[Point-per-instance localization data]
----

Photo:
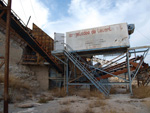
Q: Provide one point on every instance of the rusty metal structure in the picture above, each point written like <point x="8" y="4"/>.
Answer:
<point x="28" y="38"/>
<point x="76" y="67"/>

----

Find the line that contains "Q: Provide one". Write out that line and every line after it through the end of the data, exactly, and nothing else.

Q: Provide one point on every instance of the rusty metal structure in the picture above, each point written like <point x="8" y="4"/>.
Answer:
<point x="28" y="38"/>
<point x="76" y="67"/>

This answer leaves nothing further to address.